── PREZENTOWANY TEKST ──

Maria Peszek, historia choroby

0
2286

Maria Peszek, lat 39 – stan psychiczny:

Świadomość: „Bóg opuścił mnie, urwał mi się film”

Orientacja: „zbankrutował mi dzisiaj cały świat”

Nastrój: „taka jestem dziś zmęczona, tak mi dzisiaj bardzo źle, już nie mogę, ja umieram, już nie mogę, nie”

Napęd psychoruchowy: „zamiast serca mam czerwoną, ultraszybką wyścigówkę”

Afekt: „stoję w ciszy po kolana”

Tok myślenia: „za dużo myślę, za bardzo chcę, za mocno czuję, za gęsto śnię”

Urojenia: „wielkim, żółtym wykrzyknikiem jestem dziś”

Niepokój, lęk: „przez zjednoczone stany lękowe w śmierć zaprzężony ciągnie mnie wóz”

Natrętne myśli, czynności: „dla was drapię strupy myśli, dla was w supły wiąże słowa”

Sen: „dzieje się ze mną coś niedobrego, śni mi się mięso, śni mi się krew”

Myśli i zamiary samobójcze: „wiem jak umrę i z kim, wielka woda i siwy dym”

Wgląd: „załamanie nerwowe, dzwoń po pogotowie”

Diagnoza: bardzo dobra, trudna i poruszająca płyta

Płyta „Jezus Maria Peszek” ukazała się na sklepowych półkach na początku października [2012 roku – przyp. red.] i od razu wzbudziła duże kontrowersje. Artystka już po poprzednim albumie znana była jako skandalistka nie mająca problemu z łamaniem szeroko pojętych tematów tabu. Po przesyconej seksualnością i radością życia „Marii Awarii”, nikt nie spodziewał się płyty w tak autentyczny i bezpośredni sposób opowiadającej o problemach z własną psychiką. Niedługo po premierze, Maria Peszek udzieliła w „Polityce” szczerego wywiadu, w którym opowiedziała o przeżytym przez nią załamaniu nerwowym, neurastenii, stanach lękowych, panice i bezsenności. Tematy, które zazwyczaj zostają za zamkniętymi drzwiami gabinetów psychologicznych, zostały wyciągnięte na światło dzienne, obnażone, nazwane. Nie można też nie wspomnieć o głosie, jaki zawiera autorka w sprawach takich, jak polski patriotyzm, istnienie Boga, czy kwestia świadomej decyzji o macierzyństwie. Chciałabym jednak skupić się na tej części płyty, która jest podróżą do centrum ogarniętego chorobą umysłu.

───

POLECENIE I WYMAGANIA: Podejmij recenzję płyty „Jezus Maria Peszek” i dopisz jej dalszy ciąg, zaczynając po ostatnim zdaniu.

── WIERSZE DANYCH ──

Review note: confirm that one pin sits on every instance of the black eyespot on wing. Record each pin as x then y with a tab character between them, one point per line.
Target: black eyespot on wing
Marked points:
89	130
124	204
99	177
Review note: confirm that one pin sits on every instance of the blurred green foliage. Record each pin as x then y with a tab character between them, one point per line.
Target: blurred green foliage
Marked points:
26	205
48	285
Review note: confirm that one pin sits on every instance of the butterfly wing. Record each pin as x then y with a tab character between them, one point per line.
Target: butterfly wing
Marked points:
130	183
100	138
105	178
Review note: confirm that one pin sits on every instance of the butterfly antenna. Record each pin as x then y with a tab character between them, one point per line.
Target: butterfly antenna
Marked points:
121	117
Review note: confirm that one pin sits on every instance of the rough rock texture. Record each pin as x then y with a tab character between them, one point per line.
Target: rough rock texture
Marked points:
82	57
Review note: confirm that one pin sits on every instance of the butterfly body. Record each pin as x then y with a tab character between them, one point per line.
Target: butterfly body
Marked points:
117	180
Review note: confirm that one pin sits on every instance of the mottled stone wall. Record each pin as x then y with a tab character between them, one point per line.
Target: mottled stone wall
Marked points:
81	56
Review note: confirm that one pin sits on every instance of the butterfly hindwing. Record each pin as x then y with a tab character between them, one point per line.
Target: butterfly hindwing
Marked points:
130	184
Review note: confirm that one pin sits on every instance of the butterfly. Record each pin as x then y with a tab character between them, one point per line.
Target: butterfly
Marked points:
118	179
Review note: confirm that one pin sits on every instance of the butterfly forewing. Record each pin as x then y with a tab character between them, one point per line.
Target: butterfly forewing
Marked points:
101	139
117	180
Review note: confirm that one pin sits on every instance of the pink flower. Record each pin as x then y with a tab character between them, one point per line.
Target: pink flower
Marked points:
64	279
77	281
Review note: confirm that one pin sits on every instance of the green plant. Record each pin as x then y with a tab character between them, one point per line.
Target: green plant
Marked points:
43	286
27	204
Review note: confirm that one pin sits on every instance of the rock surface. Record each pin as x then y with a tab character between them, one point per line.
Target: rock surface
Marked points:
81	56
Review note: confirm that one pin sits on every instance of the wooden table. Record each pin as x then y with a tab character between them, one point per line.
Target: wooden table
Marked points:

───

POPRAWNA ODPOWIEDŹ:
Piosenką otwierającą album jest utwór „Ludzie Psy”, w której autorka ogłasza się „śmieciową królową” stającą na czele „kundli, odmieńców, śmieci, wariatów”. Patrząc na szum, który podniósł się zaraz po premierze, uznać można jej słowa za kluczowe. Maria Peszek mówiąc głośno o sprawach zamiatanych pod dywan, stanęła na czele wszystkich, którzy z powodu choroby psychicznej czują się odrzuceni, gorsi, samotni. We współczesnym społeczeństwie tabu związane z problemami psychicznymi wciąż nie zostało przełamane. Jedynym akceptowalnym słowem jest „depresja”, jednak jej medialny wydźwięk oscyluje gdzieś między smutkiem, a przygnębieniem. Tak określono też stan Marii Peszek. Wśród recenzji i artykułów wciąż przewijały się nagłówki „depresja znanej piosenkarki”, „czy nie zaszkodzą jej wyznania o depresji?”, „depresyjna płyta”. Ironiczne komentarze głosiły, że prawdziwą depresję przeżyć można w obskurnym mieszkaniu, a nie leżąc na hamaku w ciepłych krajach. Sama autorka w programie Kuby Wojewódzkiego zaprotestowała – „ależ k****a jego mać, tam nie ma słowa o depresji! w jakiej my jesteśmy dupie w tej Polsce naszej umiłowanej, kiedy wystarczy powiedzieć o skrajnym przeżyciu psychicznym i masz natychmiastowo tę łatę depresji”. Tymi dość ostrymi słowami obnażyła duży problem świadomości publicznej związanej z chorobami psychicznymi. W świadomości tej występują trzy stany – człowiek zdrowy, chory na depresję (czyt. przygnębiony) lub tytułowy człowiek -pies (chory, odizolowany, o którym nie mówi się głośno).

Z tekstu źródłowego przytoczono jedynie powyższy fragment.